Data to examine Block Start

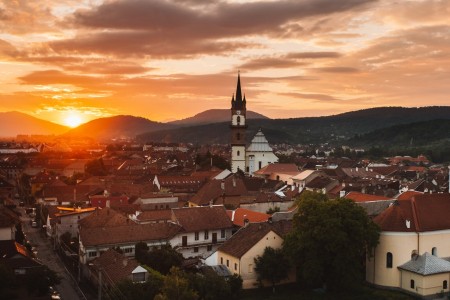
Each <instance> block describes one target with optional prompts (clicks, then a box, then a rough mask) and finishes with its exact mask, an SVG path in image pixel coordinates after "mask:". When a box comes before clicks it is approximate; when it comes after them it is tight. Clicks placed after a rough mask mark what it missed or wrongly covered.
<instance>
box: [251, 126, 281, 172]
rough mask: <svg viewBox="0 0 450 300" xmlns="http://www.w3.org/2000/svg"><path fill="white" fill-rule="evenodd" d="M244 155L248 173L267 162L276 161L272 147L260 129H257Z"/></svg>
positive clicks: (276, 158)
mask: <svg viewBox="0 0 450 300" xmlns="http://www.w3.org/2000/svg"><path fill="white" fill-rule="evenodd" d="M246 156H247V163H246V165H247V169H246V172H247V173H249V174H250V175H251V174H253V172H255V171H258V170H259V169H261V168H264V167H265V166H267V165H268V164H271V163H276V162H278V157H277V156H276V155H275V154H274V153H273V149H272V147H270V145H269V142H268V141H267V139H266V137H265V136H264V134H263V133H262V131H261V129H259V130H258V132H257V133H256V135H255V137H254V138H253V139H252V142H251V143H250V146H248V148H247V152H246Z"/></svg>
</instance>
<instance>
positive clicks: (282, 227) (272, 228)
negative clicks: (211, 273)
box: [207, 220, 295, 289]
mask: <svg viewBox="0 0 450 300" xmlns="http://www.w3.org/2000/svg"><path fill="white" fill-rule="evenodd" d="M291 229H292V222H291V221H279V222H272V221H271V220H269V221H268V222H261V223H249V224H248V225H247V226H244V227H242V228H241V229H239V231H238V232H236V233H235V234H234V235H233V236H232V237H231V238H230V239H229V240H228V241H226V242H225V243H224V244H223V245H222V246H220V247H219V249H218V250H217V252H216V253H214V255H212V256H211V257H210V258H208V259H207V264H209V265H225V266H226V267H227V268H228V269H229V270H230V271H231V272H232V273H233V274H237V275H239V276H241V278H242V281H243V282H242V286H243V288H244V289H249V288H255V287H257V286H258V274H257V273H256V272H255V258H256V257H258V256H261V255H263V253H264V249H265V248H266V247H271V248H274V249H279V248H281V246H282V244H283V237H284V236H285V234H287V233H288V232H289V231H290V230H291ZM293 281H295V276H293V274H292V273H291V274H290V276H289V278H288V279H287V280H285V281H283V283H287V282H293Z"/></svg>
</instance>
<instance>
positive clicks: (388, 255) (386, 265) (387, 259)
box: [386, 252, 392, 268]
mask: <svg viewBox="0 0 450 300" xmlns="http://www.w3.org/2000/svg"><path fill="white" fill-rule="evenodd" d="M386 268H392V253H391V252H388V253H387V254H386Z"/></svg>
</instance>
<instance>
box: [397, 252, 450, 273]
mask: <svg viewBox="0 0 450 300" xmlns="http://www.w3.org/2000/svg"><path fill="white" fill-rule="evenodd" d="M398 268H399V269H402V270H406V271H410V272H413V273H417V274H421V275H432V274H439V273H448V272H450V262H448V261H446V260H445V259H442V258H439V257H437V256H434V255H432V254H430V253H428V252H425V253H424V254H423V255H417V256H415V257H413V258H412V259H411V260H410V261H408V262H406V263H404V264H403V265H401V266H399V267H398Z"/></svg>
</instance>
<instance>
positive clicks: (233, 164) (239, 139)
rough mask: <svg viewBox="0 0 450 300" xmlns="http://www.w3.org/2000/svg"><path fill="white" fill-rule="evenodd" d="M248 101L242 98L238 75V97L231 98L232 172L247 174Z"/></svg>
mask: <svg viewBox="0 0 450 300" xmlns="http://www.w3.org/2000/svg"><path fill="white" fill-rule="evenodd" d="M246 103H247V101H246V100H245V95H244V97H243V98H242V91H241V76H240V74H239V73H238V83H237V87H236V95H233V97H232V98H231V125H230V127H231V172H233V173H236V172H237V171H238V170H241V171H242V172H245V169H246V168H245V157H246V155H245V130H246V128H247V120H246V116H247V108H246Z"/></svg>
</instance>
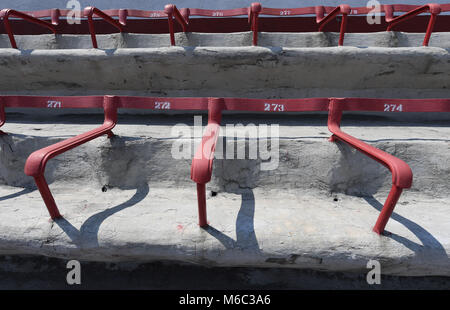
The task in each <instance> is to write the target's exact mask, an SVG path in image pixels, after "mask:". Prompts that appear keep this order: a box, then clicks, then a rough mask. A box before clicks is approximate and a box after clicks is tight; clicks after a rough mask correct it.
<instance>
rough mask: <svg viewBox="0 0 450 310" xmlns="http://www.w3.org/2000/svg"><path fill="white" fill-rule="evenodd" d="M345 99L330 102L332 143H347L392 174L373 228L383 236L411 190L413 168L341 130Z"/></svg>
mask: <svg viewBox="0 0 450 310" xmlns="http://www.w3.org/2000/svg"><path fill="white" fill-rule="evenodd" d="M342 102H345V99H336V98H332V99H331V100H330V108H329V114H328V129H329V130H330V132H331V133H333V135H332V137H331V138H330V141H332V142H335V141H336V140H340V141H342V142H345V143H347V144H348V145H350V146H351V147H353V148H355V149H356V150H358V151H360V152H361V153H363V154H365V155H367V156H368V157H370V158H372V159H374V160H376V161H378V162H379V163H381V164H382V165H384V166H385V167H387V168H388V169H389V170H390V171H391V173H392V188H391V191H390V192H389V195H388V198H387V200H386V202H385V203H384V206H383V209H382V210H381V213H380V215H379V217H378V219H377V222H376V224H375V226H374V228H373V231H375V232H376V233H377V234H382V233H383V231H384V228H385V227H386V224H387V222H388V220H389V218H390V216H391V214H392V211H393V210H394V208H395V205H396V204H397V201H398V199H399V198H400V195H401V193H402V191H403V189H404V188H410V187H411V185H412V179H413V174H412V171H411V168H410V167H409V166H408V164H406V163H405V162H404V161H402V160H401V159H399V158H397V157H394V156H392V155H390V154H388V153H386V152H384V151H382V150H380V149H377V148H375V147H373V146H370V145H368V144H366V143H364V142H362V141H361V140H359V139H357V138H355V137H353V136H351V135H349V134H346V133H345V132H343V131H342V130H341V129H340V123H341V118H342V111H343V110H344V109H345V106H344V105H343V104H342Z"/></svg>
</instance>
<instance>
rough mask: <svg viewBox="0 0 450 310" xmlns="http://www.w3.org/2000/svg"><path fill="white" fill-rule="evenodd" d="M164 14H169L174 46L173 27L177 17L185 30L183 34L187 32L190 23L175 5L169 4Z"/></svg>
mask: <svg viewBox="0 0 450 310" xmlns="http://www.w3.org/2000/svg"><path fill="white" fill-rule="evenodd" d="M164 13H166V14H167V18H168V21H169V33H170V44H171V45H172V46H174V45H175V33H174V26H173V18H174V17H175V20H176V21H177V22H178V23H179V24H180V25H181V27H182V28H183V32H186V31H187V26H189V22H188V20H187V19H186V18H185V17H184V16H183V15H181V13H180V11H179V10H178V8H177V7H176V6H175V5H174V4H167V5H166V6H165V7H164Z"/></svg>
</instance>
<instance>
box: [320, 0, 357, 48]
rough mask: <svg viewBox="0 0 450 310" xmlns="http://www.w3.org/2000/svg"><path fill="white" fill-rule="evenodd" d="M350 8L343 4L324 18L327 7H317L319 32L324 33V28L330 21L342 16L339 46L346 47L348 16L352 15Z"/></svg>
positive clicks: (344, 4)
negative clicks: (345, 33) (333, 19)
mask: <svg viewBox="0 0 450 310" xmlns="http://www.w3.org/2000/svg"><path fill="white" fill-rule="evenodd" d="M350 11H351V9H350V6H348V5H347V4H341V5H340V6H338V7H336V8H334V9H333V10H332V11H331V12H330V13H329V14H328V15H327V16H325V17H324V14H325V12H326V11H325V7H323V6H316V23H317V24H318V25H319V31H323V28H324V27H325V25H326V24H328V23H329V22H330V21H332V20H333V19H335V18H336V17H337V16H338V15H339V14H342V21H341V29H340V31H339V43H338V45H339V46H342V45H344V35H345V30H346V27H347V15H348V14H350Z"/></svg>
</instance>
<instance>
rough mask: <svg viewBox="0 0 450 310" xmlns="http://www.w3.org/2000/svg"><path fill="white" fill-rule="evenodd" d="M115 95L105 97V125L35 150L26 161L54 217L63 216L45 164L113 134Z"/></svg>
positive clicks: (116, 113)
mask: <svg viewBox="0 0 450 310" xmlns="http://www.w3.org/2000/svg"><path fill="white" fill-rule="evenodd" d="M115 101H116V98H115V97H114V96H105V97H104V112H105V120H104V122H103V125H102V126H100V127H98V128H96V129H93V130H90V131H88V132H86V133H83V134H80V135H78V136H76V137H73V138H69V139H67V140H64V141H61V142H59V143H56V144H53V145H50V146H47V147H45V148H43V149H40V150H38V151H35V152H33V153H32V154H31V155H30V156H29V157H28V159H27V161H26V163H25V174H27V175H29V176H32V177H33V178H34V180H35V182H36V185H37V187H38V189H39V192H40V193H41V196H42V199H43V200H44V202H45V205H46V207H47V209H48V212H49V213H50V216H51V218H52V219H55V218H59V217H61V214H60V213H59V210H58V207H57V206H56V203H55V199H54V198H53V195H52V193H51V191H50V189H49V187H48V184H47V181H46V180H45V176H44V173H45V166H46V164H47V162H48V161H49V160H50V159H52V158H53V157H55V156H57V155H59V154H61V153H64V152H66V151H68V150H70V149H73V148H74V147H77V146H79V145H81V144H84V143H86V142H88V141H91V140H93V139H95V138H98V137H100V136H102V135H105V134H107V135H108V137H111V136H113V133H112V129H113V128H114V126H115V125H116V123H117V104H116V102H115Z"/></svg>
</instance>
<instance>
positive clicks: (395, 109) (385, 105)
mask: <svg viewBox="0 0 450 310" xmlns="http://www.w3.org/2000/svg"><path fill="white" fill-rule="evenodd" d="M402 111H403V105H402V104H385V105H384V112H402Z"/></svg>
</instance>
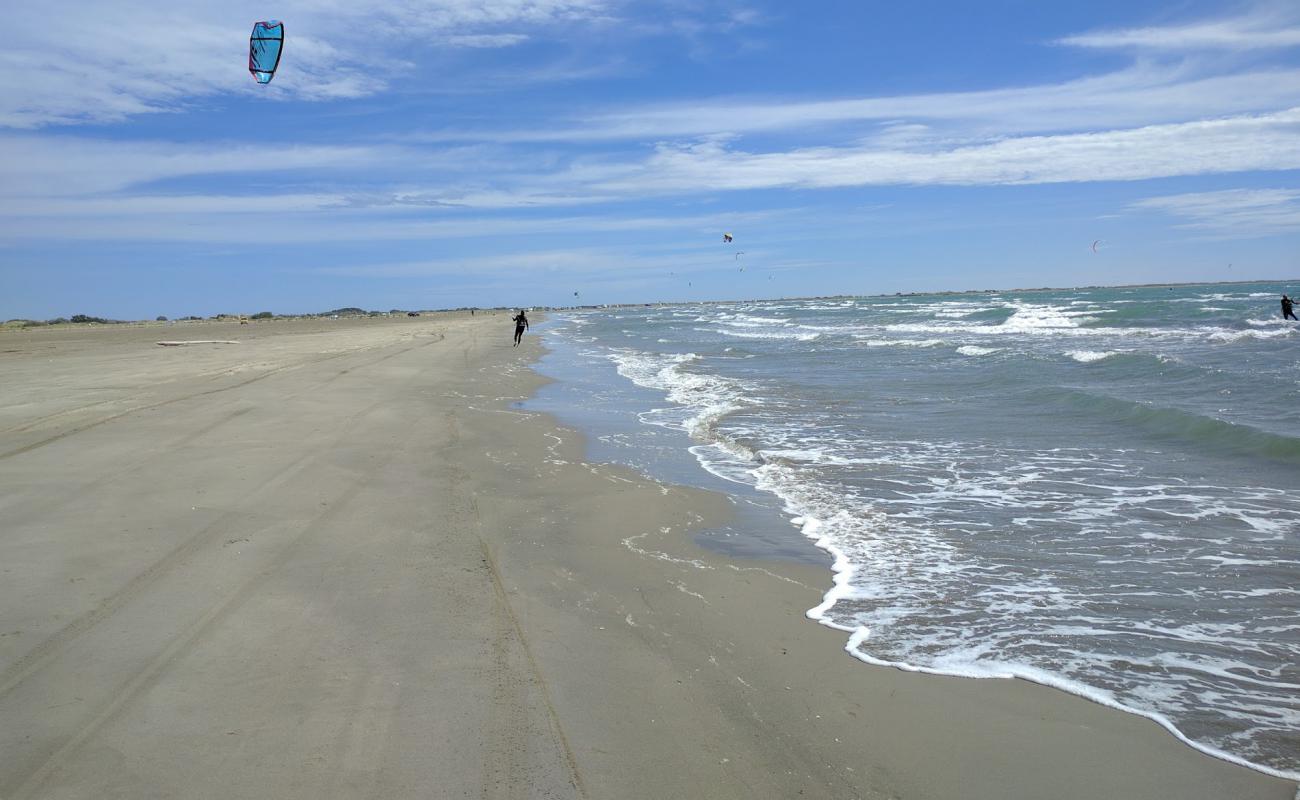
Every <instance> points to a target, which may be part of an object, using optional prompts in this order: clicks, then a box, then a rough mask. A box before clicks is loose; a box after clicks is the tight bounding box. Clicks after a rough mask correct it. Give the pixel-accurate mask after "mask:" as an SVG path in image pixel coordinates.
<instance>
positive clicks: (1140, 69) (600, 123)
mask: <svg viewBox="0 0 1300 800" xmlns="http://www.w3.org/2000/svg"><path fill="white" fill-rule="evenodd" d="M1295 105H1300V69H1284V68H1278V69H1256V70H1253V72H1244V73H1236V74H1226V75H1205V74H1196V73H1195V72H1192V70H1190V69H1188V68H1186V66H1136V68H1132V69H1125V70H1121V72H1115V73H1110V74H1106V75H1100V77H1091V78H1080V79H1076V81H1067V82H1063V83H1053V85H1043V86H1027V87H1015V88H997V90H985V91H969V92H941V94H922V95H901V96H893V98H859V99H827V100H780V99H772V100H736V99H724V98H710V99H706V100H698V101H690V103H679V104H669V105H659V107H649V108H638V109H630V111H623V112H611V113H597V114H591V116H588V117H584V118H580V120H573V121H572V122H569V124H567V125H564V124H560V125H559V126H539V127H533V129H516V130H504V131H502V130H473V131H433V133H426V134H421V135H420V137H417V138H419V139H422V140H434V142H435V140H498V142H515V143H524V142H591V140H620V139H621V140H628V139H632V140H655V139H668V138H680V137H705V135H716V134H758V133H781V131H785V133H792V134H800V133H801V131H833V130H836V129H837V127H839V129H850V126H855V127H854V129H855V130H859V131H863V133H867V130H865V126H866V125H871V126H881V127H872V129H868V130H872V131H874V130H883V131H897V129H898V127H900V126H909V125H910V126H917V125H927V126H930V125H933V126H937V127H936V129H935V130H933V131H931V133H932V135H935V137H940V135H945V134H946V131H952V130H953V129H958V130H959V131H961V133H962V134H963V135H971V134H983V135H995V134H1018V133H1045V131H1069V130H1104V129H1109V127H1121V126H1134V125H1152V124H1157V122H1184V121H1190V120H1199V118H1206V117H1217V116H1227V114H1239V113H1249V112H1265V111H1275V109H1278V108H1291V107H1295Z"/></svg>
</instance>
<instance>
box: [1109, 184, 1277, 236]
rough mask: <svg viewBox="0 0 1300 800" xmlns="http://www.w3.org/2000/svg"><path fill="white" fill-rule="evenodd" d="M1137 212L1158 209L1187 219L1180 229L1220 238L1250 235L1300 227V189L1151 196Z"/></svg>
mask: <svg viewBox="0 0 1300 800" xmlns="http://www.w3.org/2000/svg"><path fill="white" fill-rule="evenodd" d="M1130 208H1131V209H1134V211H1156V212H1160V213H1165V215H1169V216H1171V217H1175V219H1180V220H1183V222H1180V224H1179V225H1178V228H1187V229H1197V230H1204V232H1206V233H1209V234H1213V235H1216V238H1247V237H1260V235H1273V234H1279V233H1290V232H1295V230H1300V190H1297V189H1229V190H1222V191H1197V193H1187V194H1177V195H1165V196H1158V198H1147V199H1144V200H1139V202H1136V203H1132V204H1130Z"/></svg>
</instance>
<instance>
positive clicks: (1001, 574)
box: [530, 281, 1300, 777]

Data to examine Block End

Instructions to follow:
Reproduce exactly, and only, the lines from the opening line of the listing above through the line holding "positive clicks: (388, 255)", minus the pictures.

Output:
Each <instance> block describes one target with optional prompts (clicks, then a box, then a rough mask) and finishes with its exact mask, an SVG path in image pixel coordinates after "mask:". When a box comes before clicks it is approximate; when it comes after them it is tight. Clicks placed after a rough mask mark what it missed or wrongly covered.
<instance>
box: [251, 126, 281, 172]
rough mask: <svg viewBox="0 0 450 300" xmlns="http://www.w3.org/2000/svg"><path fill="white" fill-rule="evenodd" d="M244 155L248 173L267 162L276 161L272 147L260 129H257Z"/></svg>
positive clicks: (276, 158)
mask: <svg viewBox="0 0 450 300" xmlns="http://www.w3.org/2000/svg"><path fill="white" fill-rule="evenodd" d="M246 156H247V163H246V165H247V169H246V172H247V173H249V174H250V175H251V174H253V172H255V171H258V170H259V169H261V168H264V167H265V166H267V165H268V164H271V163H276V162H278V157H277V156H276V155H275V154H274V153H273V149H272V147H270V145H269V142H268V141H267V139H266V137H265V136H264V134H263V133H262V131H261V129H259V130H258V132H257V133H256V135H255V137H254V138H253V139H252V142H251V143H250V146H248V148H247V152H246Z"/></svg>
</instance>
<instance>
positive clicks: (282, 227) (272, 228)
negative clicks: (211, 273)
box: [207, 220, 295, 289]
mask: <svg viewBox="0 0 450 300" xmlns="http://www.w3.org/2000/svg"><path fill="white" fill-rule="evenodd" d="M291 229H292V222H291V221H279V222H272V221H271V220H269V221H268V222H261V223H249V224H248V225H247V226H244V227H242V228H241V229H239V231H238V232H236V233H235V234H234V235H233V236H232V237H231V238H230V239H229V240H228V241H226V242H225V243H224V244H223V245H222V246H220V247H219V249H218V250H217V252H216V253H214V255H212V256H211V257H210V258H208V259H207V264H209V265H225V266H226V267H227V268H228V269H229V270H230V271H231V272H232V273H233V274H237V275H239V276H241V278H242V281H243V282H242V286H243V288H244V289H249V288H255V287H257V286H258V274H257V273H256V272H255V258H256V257H258V256H261V255H263V253H264V249H265V248H266V247H271V248H274V249H279V248H281V246H282V244H283V237H284V236H285V234H287V233H288V232H289V231H290V230H291ZM293 281H295V276H293V274H292V273H291V274H290V276H289V278H288V279H287V280H285V281H283V283H287V282H293Z"/></svg>
</instance>
<instance>
positive clicks: (388, 255) (386, 265) (387, 259)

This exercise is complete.